What you will do - Revise the data below by changing every "tuples" to "pairs", and leave everything else as it is.

[START OF Exercise data]

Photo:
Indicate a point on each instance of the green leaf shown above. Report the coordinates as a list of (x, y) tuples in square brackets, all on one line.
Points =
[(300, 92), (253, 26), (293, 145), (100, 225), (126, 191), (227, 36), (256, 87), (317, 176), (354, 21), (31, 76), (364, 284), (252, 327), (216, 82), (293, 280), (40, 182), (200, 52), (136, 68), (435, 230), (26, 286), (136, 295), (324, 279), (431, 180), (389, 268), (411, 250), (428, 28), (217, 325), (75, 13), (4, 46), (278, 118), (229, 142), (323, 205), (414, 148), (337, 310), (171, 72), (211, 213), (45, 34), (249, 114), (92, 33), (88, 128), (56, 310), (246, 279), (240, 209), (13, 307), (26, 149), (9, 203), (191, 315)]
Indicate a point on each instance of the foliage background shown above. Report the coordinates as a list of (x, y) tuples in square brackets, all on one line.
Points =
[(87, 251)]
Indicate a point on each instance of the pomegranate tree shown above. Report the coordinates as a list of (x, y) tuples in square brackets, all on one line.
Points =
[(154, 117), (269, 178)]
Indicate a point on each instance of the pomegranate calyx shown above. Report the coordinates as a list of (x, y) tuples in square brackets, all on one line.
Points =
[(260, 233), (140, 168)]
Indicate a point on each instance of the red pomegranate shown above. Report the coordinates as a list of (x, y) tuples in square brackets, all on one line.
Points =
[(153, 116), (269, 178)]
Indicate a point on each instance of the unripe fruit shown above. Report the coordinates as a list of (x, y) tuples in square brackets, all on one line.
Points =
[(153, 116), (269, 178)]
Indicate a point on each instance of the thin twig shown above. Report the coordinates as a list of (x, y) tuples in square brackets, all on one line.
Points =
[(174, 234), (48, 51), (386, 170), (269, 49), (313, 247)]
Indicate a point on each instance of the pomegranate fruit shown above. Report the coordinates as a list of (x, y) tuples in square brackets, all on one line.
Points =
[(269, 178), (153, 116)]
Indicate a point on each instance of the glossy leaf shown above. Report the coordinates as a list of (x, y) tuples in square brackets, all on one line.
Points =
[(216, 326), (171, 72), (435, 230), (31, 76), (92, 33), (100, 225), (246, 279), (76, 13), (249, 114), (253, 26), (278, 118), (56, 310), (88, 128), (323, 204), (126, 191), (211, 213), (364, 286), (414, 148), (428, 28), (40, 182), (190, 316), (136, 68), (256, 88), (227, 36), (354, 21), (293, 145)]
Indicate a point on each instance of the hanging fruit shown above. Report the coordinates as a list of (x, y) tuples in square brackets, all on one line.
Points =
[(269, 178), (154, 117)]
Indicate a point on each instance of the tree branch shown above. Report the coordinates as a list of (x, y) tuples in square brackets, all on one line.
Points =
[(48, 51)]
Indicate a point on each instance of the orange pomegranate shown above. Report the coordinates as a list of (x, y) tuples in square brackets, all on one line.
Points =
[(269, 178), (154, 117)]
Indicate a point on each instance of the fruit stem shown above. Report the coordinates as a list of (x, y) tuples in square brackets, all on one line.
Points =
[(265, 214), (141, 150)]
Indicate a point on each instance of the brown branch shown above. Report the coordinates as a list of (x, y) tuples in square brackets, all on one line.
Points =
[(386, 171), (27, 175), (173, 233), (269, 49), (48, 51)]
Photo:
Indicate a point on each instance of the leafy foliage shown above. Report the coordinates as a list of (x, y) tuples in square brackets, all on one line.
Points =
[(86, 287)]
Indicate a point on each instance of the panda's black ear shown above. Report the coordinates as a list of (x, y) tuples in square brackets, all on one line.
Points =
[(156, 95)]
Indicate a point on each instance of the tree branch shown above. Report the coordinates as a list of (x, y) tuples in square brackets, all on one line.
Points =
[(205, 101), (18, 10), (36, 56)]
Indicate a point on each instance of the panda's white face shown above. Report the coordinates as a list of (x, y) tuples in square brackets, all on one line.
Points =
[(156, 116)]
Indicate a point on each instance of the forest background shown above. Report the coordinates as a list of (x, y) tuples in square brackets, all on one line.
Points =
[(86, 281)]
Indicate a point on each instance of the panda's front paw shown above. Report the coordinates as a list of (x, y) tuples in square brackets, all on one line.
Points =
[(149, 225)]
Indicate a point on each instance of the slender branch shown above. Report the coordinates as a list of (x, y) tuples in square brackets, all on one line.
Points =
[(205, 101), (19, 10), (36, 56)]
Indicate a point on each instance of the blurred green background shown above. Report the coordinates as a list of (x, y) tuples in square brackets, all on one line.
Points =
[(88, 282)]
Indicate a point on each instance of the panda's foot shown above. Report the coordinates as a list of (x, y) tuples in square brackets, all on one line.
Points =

[END OF Exercise data]

Problem solution -
Photo:
Indicate a point on each instance of the green leaf shown above. Report the coordinates as a list of (x, y) pairs in square brackets, all on one line.
Points =
[(300, 92), (253, 26), (293, 145), (100, 225), (126, 191), (227, 36), (256, 87), (317, 176), (354, 21), (31, 76), (364, 284), (252, 327), (216, 82), (293, 280), (40, 182), (200, 52), (136, 68), (435, 230), (26, 286), (136, 295), (324, 279), (431, 180), (389, 268), (411, 250), (428, 28), (217, 325), (75, 13), (4, 46), (278, 118), (229, 142), (323, 205), (414, 148), (337, 310), (171, 72), (211, 213), (45, 34), (249, 114), (92, 33), (88, 128), (56, 310), (246, 279), (240, 209), (13, 307), (26, 149), (9, 203), (191, 315)]
Indicate a point on each instance of the foliage background shown above. Report the coordinates as a list of (x, y) pairs in square brackets, all on one line.
Points =
[(87, 251)]
Indicate a point on each instance of the pomegranate tree shown above. Report the coordinates as a list of (x, y) pairs in square brackets, all on one line.
Points =
[(154, 117), (269, 178)]
Indicate a point on each instance of the pomegranate calyx shown above. Report the coordinates as a list of (x, y) pairs in square brackets, all on one line.
Points =
[(260, 233), (140, 168)]
Indicate a point on each instance of the red pomegranate shown above. Report the coordinates as a list of (x, y) pairs in square brackets, all on one line.
Points =
[(153, 116), (269, 178)]
Indicate a point on each instance of the unripe fruit shown above. Report the coordinates as a list of (x, y) pairs in square brackets, all on one line.
Points =
[(153, 116), (269, 178)]
Indicate a point on each instance of the thin twig shown above. Report the coordinates as a list of (x, y) pairs in square brackets, all on one line.
Points =
[(174, 234), (48, 51), (386, 170), (269, 49), (313, 247)]
Indicate a point on each instance of the pomegranate fruit shown above. Report the coordinates as a list of (x, y) pairs in square brackets, all on one line.
Points =
[(269, 178), (153, 116)]
Indicate a point on each instance of the glossy leaf shown above. Report the coordinates as a list of (x, y) pairs in square brackets, all on one line.
Points =
[(216, 326), (171, 72), (435, 230), (31, 76), (92, 33), (100, 225), (246, 279), (76, 13), (249, 114), (253, 26), (278, 118), (56, 310), (88, 128), (323, 204), (126, 191), (211, 213), (364, 286), (414, 148), (428, 28), (40, 182), (190, 316), (136, 68), (256, 88), (227, 36), (354, 21), (293, 145)]
Indicate a point on each instance of the hanging fruit shown above. Report the coordinates as a list of (x, y) pairs in square brackets, all on one line.
Points =
[(269, 178), (154, 117)]
Indicate a point on each instance of the tree branch shown above. Report the coordinates as a list of (x, y) pairs in square brackets, all on one line.
Points =
[(48, 51)]
Indicate a point on each instance of the orange pomegranate shown above. Report the coordinates as a list of (x, y) pairs in square brackets, all on one line.
Points =
[(269, 178), (154, 117)]
Indicate a point on each instance of the fruit stem shown above. Report the coordinates as a list of (x, y) pairs in square brackets, all on one line.
Points =
[(265, 214), (141, 150)]
Indicate a point on each instance of the brown branch shown above. Report the coordinates as a list of (x, y) pairs in square brackets, all on one line.
Points =
[(386, 171), (27, 175), (173, 233), (269, 49), (48, 51)]
Photo:
Indicate a point on each instance of the leafy foliage shown above. Report the coordinates as a list of (x, y) pairs in square brackets, all on one line.
Points =
[(86, 287)]
Indicate a point on each instance of the panda's black ear shown above. Report the coordinates as a list of (x, y) pairs in square brackets, all on one line.
Points =
[(156, 95)]
Indicate a point on each instance of the tree branch shown above. Report the coordinates as a list of (x, y) pairs in square brackets, all on one line.
Points =
[(205, 101), (18, 10), (36, 56)]
Indicate a point on each instance of the panda's white face shown above. Report the coordinates as a list of (x, y) pairs in square brackets, all on one line.
Points =
[(156, 116)]
Indicate a point on each instance of the forest background shown above. Report the coordinates as a list of (x, y) pairs in square brackets, all on one line.
Points =
[(86, 281)]
Indicate a point on each instance of the panda's front paw shown above. Report the coordinates as a list of (x, y) pairs in square brackets, all on one line.
Points =
[(149, 225)]
Indicate a point on each instance of the slender branch shown above. Report the coordinates as a list of (x, y) pairs in square brackets, all on one line.
Points =
[(205, 101), (19, 10), (36, 56)]
Indicate a point on each instance of the blurred green background shown above. Report the coordinates as a list of (x, y) pairs in square brackets, all on one line.
Points =
[(88, 282)]
Indicate a point on each instance of the panda's foot shown above. Report the coordinates as a list of (x, y) pairs in square brackets, all on one line.
Points =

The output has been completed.